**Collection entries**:
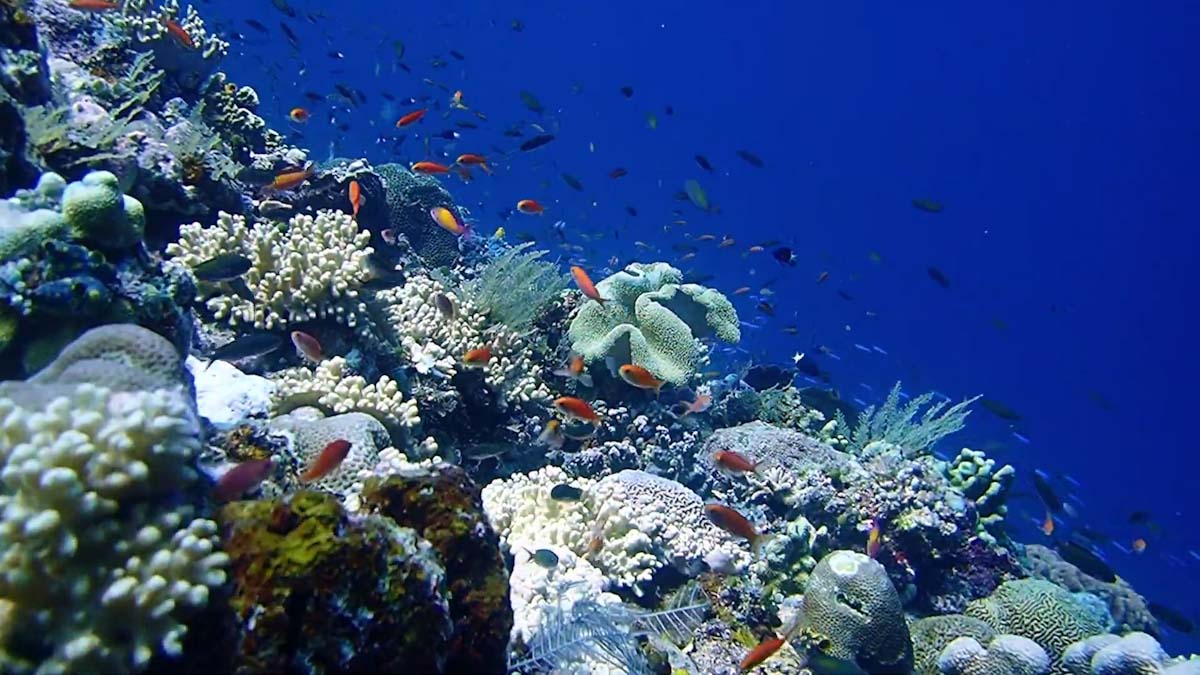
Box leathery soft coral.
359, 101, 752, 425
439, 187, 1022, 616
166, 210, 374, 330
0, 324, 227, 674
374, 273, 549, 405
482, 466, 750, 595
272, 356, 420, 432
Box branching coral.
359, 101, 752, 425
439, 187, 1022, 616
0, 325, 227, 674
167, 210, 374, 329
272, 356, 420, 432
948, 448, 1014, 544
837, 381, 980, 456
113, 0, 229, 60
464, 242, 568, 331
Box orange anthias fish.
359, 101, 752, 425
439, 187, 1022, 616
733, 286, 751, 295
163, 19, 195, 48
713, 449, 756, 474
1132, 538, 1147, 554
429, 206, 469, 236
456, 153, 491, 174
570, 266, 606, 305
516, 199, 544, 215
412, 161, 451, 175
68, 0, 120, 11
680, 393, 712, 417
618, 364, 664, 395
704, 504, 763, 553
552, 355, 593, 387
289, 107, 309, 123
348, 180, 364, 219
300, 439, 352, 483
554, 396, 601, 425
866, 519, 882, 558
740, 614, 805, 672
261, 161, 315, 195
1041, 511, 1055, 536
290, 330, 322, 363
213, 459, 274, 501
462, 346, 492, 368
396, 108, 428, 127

**What to work on**:
Find each line above that contains "coral", and copy those lines.

**Result of the task**:
Box leathery soft coral.
Box branching coral.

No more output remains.